What the task requires
Copy out the lines of the listing below, from the line containing "Point out the club" up to and including the line containing "x=670 y=396", reproducing each one character for character.

Input material
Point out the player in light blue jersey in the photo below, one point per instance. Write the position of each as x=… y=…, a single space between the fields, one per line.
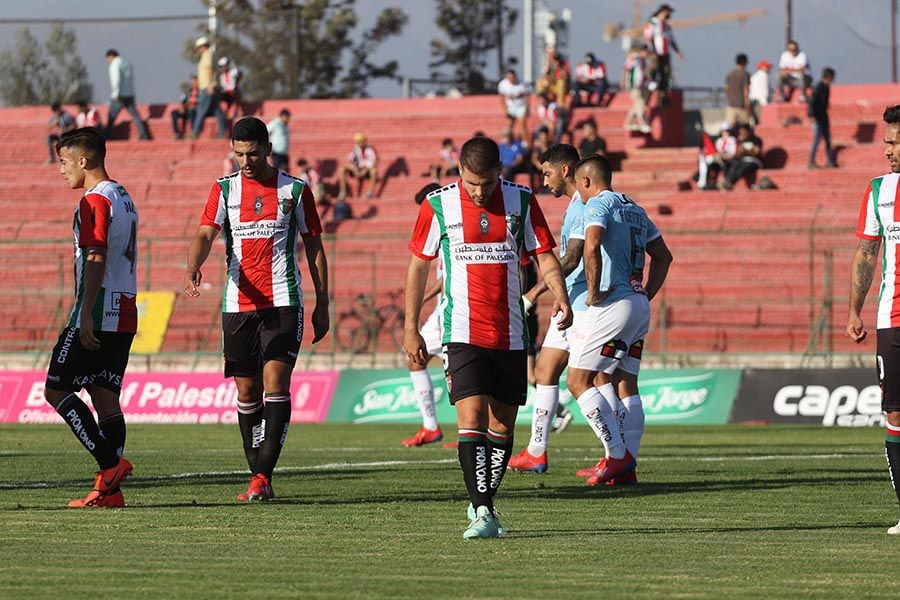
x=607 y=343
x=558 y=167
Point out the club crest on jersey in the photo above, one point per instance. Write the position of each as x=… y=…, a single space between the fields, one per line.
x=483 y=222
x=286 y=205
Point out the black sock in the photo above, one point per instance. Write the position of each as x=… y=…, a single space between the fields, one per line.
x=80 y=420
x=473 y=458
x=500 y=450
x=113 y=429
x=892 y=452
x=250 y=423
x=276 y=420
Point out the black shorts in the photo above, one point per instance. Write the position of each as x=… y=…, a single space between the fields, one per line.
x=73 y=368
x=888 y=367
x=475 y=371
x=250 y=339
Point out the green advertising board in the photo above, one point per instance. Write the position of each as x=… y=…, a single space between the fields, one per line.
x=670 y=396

* * *

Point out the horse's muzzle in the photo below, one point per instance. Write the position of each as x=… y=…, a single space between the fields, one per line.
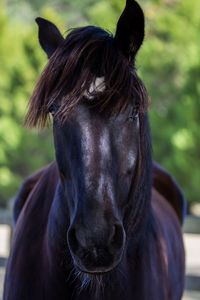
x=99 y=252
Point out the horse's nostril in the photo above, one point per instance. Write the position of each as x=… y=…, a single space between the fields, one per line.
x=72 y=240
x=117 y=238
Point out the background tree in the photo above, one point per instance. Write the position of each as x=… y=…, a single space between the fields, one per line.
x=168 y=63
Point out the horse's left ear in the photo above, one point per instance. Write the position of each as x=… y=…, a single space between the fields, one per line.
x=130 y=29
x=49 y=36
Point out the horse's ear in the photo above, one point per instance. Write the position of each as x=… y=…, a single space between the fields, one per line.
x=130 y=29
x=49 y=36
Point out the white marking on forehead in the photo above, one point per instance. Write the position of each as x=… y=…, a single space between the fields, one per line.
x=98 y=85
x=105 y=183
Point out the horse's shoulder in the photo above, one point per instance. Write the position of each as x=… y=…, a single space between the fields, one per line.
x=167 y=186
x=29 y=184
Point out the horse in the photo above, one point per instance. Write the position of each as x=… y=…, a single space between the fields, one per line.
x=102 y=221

--

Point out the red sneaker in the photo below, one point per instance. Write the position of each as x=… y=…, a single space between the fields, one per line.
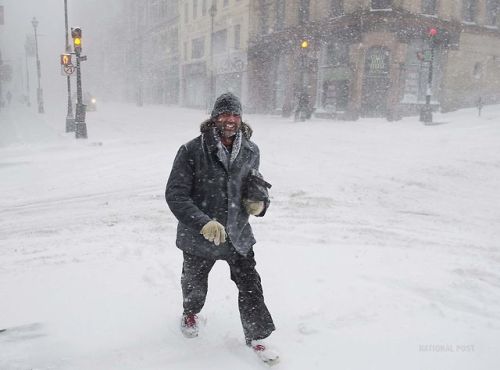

Completed exercise
Point out the club crest on jersey in the photo above, one point per instance. Write the position of each as x=… y=…, a single space between the fields, one per line.
x=483 y=222
x=286 y=205
Point out the black sock in the photo above, one point per instance. Write the position of each as x=… y=…, a single space between the fields, one per line.
x=80 y=420
x=473 y=458
x=500 y=450
x=113 y=429
x=892 y=452
x=250 y=423
x=276 y=420
Point out the black shorts in the photo above, one point per instance. Write the position of each as x=… y=…, a single space between the fields, one per line.
x=73 y=368
x=888 y=367
x=475 y=371
x=250 y=339
Point out the green advertising board in the photo above, one point per instance. Write the position of each as x=… y=…, a single space between the fields, one per line.
x=670 y=396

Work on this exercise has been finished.